- _Required tasks_
#1 In the Scandinavia travel post, swap "gang" for "relatives" in the passage starting at "The vacation to" and ending at "in the suitcases.", and give that passage again.
#2 In the Scandinavia travel post, which lens was used for everything except the few flower macro shots?
#3 Pick up the Scandinavia travel post after its final sentence and keep writing it.

____ Text provided

Pages

Sunday, September 7, 2008

My Stay in Denmark, Norway and Trip Through Sweden

I have been back almost a week now and I am now finally adjusting to being back home. The hectic pace of being on the go for the month of August creates a vacuum in activity levels when you get home that make you wonder what to do next. Then at the same time there is the tendency to overdo the do nothing feeling and just relax.

The vacation to Denmark, Norway and Sweden was a family holiday, in fact a chance to see new family members who until a few years ago did not even know I exited. It was really great and special to meet all the gang and they treated my wife and I like visiting royalty. Every breakfast, lunch and dinner was a feast of great local delicacies that filled the entire table. There was extra weight brought back and not just in the suitcases.

For not being a photography holiday, I did take a fair bit of camera gear with me. See previous article for a list of items. If you need something, it is too far away to get it to you.

There was a last minute change in that I did take my tripod and I was glad I did and I left the gorilla pod flexible tripod behind. When I decided to test the gorilla pad on table for steadiness, it wasn’t that great for long zooms. I could have used the camera with the mirror up but this seemed too much work in trying to steady it. In all the years I have owned it I have not used it for one real photograph. I find with the new vibration reduction or image stabilization lens and the good high iso on the d300, I don’t need the tripod as much for low light settings.

Except for the few flower macro shots (Tamron 90mm di) I used the Nikon 18-200 f3.5 vr exclusively. This allowed me to carry with me at all times a camera in a small bag.

The images that I am showing in this article will each be, on its own, a photographic scenic essay.


Nikon 18-200mm vr @62mm (93=35mm), f11.0, 1/500s, iso 200
The white chalk cliffs on the south eastern part of Sjealland at Mons Klint, Denmark



After a review of the images (a rating system I use) I have 1001 images that are 2 or higher and 99 that are 3 or higher with a total of 1638 images and a storage capacity of 32GB.

________
____ Dataset entries

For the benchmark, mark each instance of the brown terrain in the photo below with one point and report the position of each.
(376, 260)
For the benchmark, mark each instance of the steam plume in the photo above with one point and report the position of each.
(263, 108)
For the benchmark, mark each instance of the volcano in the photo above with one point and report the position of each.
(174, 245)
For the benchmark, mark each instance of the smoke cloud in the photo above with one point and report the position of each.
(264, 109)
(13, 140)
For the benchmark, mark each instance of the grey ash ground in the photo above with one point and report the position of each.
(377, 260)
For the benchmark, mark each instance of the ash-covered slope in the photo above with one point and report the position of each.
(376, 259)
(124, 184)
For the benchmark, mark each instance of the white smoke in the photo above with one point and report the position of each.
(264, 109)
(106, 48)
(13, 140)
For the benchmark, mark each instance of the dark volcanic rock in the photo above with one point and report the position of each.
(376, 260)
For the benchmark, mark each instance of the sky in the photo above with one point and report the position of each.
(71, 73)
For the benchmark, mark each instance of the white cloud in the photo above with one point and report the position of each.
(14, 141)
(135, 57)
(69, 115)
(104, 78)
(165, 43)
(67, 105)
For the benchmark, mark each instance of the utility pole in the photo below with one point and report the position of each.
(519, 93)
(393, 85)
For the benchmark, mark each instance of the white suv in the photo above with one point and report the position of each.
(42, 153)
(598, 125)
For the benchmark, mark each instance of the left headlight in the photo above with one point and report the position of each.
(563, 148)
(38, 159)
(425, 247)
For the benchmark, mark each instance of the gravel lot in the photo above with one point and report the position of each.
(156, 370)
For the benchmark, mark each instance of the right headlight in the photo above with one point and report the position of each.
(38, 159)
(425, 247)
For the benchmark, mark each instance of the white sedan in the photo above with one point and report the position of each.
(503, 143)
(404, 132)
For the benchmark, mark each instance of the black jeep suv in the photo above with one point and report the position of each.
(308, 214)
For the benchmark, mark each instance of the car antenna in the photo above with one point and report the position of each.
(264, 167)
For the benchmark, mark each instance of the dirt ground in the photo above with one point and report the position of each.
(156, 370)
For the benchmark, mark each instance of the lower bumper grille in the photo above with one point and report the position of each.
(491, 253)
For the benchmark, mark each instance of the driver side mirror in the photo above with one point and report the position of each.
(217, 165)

________

- _Outputs in order_
#1
The vacation to Denmark, Norway and Sweden was a family holiday, in fact a chance to see new family members who until a few years ago did not even know I exited. It was really great and special to meet all the relatives and they treated my wife and I like visiting royalty. Every breakfast, lunch and dinner was a feast of great local delicacies that filled the entire table. There was extra weight brought back and not just in the suitcases.

#2 The Nikon 18-200 f3.5 vr.

#3
Nikon 18-200mm vr @ 157mm, f5.5, 1/1160s, iso 400

Copenhagen is a city that is fully adapted to the bicyclist. Notice the separate roadway that has a curb departing the road. These end just before each intersection, but bikers have first green signal before cars can go. Also, no turning on a red light.


The old flashtrax 40GB storage device worked flawlessly in backing up all my CF cards. I highly recommend that, when on a maybe once in a lifetime adventure, there is some method to backup your images, in case something happens to the original storage device.



Nikon 18-200mm vr @27mm, f6.3, i1/1000s, iso 200

Old historic train yard and ferries from World War II.

Norway has a very special beautiful charm with its high rising treed cliff sides to tall snow capped mountains.



Nikon 18-200mm vr @200mm, f11.0, 1/500s, iso 200



I did manage one afternoon to get out by myself and explore the local shoreline in the small town of Nykobing Mors, Denmark.


Nikon 18-200mm vr @93mm, f10.0, 1/250, iso 200

This was my 8Gig afternoon were I decided I would fill up the card at about 18mb an image. This was easy to accomplish while shooting panos of the other coastline. It will be interesting to see how these will turn out. My nephew was hoping to get a B&W for his living room wall and I think that there is one that might work.

Nikon 18-200mm vr @50mm, f9.0, 1/800s/iso 200

Sometimes there are just interesting discoveries as you trek about. If you look closely, you will see a surfer on a kite sail. There were some good shots of them playing around on the surf.


Being near the northern oceans you can’t help but notice the intensity and strangeness that the sky and clouds can take on.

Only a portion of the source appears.